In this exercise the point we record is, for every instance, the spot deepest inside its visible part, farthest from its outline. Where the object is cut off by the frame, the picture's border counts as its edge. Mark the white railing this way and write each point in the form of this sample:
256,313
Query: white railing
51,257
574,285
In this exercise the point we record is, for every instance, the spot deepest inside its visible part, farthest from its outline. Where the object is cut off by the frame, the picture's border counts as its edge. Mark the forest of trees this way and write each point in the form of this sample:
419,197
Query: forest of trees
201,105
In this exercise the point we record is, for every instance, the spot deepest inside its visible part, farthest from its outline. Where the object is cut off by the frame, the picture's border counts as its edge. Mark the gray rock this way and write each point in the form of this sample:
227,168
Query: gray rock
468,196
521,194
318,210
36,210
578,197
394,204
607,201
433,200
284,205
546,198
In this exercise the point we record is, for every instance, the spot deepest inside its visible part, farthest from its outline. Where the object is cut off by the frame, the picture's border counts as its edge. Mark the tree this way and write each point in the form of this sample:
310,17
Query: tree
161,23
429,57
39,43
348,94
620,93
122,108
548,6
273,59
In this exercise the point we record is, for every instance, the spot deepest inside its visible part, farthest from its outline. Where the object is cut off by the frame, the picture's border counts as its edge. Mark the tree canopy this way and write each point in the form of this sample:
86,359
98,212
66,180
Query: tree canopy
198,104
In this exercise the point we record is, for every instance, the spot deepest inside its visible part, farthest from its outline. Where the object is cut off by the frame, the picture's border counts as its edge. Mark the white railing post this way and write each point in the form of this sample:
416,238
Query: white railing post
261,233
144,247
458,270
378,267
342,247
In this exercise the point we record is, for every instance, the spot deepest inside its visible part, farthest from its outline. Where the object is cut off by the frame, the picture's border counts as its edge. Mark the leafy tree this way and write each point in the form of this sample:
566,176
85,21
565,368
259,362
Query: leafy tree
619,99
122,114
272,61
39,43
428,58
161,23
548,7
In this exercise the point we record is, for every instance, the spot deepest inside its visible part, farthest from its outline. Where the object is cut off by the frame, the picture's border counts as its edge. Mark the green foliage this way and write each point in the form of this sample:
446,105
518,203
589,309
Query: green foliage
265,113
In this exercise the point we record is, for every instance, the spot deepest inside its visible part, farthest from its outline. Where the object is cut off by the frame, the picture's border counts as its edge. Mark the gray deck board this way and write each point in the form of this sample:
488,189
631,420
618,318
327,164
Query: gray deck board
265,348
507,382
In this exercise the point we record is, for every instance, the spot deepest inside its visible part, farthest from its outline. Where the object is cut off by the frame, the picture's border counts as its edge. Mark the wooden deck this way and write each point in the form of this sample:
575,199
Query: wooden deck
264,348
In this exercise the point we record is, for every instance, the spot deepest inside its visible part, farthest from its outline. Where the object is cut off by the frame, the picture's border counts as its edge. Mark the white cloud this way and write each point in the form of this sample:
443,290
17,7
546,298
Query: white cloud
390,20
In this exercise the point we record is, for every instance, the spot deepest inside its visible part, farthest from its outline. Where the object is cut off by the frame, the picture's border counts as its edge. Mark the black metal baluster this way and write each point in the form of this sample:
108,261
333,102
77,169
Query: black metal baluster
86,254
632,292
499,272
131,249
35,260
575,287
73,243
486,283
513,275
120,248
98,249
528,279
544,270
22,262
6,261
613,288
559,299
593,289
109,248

□ □ □ □ □ □ □

■ GIVEN EXERCISE
Copy out every row again, swapping each "outline" for "boundary" and leaving everything else as it stands.

■ WRITTEN RESPONSE
In this exercise the point we record is, for every instance, the spot deepest inside its visible part, farthest from its boundary. Where the object is cut off by the frame, the picture's border counts as its edge. Mark the white railing this way and write each point in the form of this sample:
256,313
Query: white railing
51,257
574,285
In this exercise the point we record is, for every instance, the spot deepest inside its visible part, farthest from its boundary. Where the object is cut off by the frame, the picture's border counts as its edge. Mark the forest of trees this way and write each point in the form of this sample:
419,197
Query: forest of trees
201,105
In this exercise the point we record is, for every instance, the spot deepest inside its visible part, farthest from its boundary. Where the object is cut off by the frame, the picture's border counts as its edge. Mark the gray rock this way and write each point in the form of this sample:
227,168
Query: gray rock
468,196
521,194
318,210
36,210
578,197
394,204
607,201
433,200
284,205
546,198
In this exercise the point we record is, for every instance, the spot deepest inside its visible part, farthest from its boundary. Where the object is cut off by the frame, the picture's border counts as its edge. Mark the tree this way and write each point in the form of this sample:
310,17
Query: tree
161,23
429,57
39,43
348,94
620,93
122,108
548,6
273,59
In this exercise the point we record is, for every instance, the spot deepest inside its visible part, farthest from its boundary. Where the object is cut off by the frame, the picture's border counts as its edge. Mark the tree canopy this way and write each point in the form of this sample:
86,359
98,212
66,180
Query: tree canopy
198,104
In this exercise the point we record is, for every instance, the spot deepest inside its visible part, farthest from its boundary. Where the object is cut off by the frame, the picture's border counts as its edge. Mark the white railing post this way and write each point in the form of this sample:
416,238
Query: white railing post
261,233
144,247
458,270
378,267
342,247
In this exercise the point we record is, for every instance, the spot deepest inside its visible part, farthest from its boundary. Where the object is cut off by the frame, the picture's border counts as its edge. Mark the leafy tree this way and write each point in the form of this sample:
566,176
85,21
565,368
259,362
Query: leafy tree
619,99
122,114
272,61
39,43
428,58
161,23
548,7
In this exercise the point we record is, for every instance, the spot deepest inside its visible part, farthest from its boundary. Where the object is cut off by the frame, the picture's border counts as its edge. Mark the green foliage this way and write each point in the form of this sample:
446,105
518,203
589,309
Query: green foliage
265,113
In this exercise the point we record is, for every instance, the spot deepest inside its visible part, farthest from its boundary. Where the object is cut off by the frame, the picture's border counts as its edge. Mark the gray deck board this way and write each point in the form of this sample:
488,189
631,420
618,318
327,164
Query: gray deck board
265,348
507,382
In this exercise the point we record is, for every instance, the spot deepest inside its visible part, farthest from its boundary. Where the object is cut off by the frame, the picture's border counts as its edge. Mark the wooden deck this way and write each point in the form of this sample:
575,199
Query: wooden deck
264,348
In this exercise the point we record is, for every instance, the spot deepest inside its visible part, farthest from its boundary. Where the object is cut off by the frame, the picture's border counts as its edge. Mark the white cloud this way and write each point in the form of this sample:
443,290
17,7
546,298
Query: white cloud
390,20
In this exercise the point we record is, for every instance, the spot deepest inside its visible part, farthest from its boundary. Where the object is cut off by the frame, the picture's border counts as its edge. Mark the black metal baluster this way and write each point in the form of this sample:
108,261
333,102
77,169
Query: black metal baluster
86,254
632,292
499,272
131,249
35,260
575,287
73,243
486,283
513,275
120,248
98,249
528,279
544,270
22,262
6,261
613,288
559,299
593,289
109,248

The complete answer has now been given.